• READING TEXT
=====

# Monday Night Pickens



## Best Defense (Nov 8, 2007)

Got to Pickens at 5:00 pm lights on 5:15 pm Robert stuck first fish within 25 yards. Susie stuck 2nd right behind Robert's. As a joke Robert taped a lazer pointer to his gig,it was neet seeing that little red dot between the flounders eyes and seamed alittle like cheating. But anyway, kept heading east never turned back. final count 1- 18", 10 between22"-25". Didn't want to take more than we needed or wanted to clean. So, lights out at 7:15pm home by 8:00pm rinsed off boat and headed to McGuire's for food and:toast. Great night, good company and a WHOLE-LOT-OF-FUN.

Sorry no pic's

Spike

21'Carolina Skiff, 115 Yamaha 4-stroke


----------



## Midnight Rider (Sep 30, 2007)

=====

• EXCERPTED RECORDS

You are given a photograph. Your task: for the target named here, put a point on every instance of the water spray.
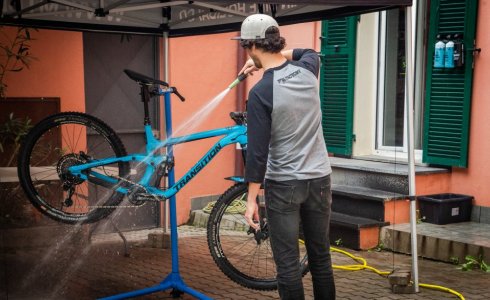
(239, 79)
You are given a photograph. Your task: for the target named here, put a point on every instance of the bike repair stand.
(173, 280)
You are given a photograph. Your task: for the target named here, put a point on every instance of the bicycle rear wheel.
(57, 143)
(240, 253)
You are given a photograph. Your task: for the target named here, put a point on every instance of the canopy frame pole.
(409, 97)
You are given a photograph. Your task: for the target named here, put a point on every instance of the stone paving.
(98, 269)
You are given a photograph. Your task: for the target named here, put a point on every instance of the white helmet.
(255, 26)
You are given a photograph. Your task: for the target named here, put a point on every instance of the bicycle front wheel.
(57, 143)
(241, 254)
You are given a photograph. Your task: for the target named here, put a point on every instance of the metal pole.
(409, 92)
(165, 78)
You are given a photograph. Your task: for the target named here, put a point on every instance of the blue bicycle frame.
(231, 135)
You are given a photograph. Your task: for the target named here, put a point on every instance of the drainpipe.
(241, 95)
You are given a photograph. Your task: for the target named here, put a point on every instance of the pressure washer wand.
(239, 79)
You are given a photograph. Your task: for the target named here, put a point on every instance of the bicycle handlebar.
(174, 90)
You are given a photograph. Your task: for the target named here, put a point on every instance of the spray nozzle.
(239, 79)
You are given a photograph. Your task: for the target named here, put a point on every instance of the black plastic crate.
(445, 208)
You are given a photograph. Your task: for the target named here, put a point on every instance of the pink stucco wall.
(202, 67)
(476, 178)
(57, 72)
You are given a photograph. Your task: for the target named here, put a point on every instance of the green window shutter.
(448, 91)
(337, 83)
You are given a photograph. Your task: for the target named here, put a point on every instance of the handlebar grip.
(174, 90)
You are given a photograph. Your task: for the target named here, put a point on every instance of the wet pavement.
(70, 270)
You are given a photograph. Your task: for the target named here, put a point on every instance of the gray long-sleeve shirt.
(285, 138)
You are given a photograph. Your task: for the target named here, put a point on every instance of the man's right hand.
(252, 212)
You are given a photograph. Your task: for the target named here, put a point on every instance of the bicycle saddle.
(140, 78)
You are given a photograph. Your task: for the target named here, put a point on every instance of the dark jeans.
(289, 203)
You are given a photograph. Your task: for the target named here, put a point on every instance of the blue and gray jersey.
(285, 138)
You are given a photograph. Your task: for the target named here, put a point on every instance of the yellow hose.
(364, 266)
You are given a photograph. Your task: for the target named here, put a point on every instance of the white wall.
(366, 85)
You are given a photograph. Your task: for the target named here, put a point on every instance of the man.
(287, 149)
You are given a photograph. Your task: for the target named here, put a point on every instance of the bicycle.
(75, 169)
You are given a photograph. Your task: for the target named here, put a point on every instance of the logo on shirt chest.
(287, 77)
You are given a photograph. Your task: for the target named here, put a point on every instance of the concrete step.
(441, 242)
(354, 232)
(359, 212)
(370, 203)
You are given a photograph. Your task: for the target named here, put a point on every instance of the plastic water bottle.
(439, 53)
(449, 54)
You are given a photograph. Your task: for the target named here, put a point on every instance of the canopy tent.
(186, 18)
(178, 18)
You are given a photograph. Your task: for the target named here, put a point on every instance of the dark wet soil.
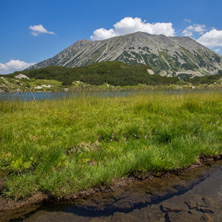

=====

• PROBLEMS TO SOLVE
(a) Using the Pickens gigging thread, mark each statement yes or no and quote the words that decide it: (i) Robert got the first fish; (ii) the group turned around partway and headed back west; (iii) pictures of the catch were posted.
(b) Carry on the Pickens gigging thread from its last line.
The records have nothing to do with the text.

• EXPECTED ANSWERS
(a)
(i) Yes: "Robert stuck first fish within 25 yards."
(ii) No: "kept heading east never turned back."
(iii) No: "Sorry no pic's"

(b)
Sounds like you had a good time. Thats pretty cool about the lazer. Maybe next time put a scope on your gig.:letsdrink:letsdrink


----------



## Best Defense (Nov 8, 2007)

Thought about the scope,couldn't find the right mount. 

Spike


----------



## boutwell_43 (Oct 11, 2007)

Sounds like a great night.:clap


----------



## hewes22 (Oct 4, 2007)

great job i think i may try the laser pointer thing, thats pretty funny


----------



## wirenut (Sep 30, 2007)

Awesome glad you got to go.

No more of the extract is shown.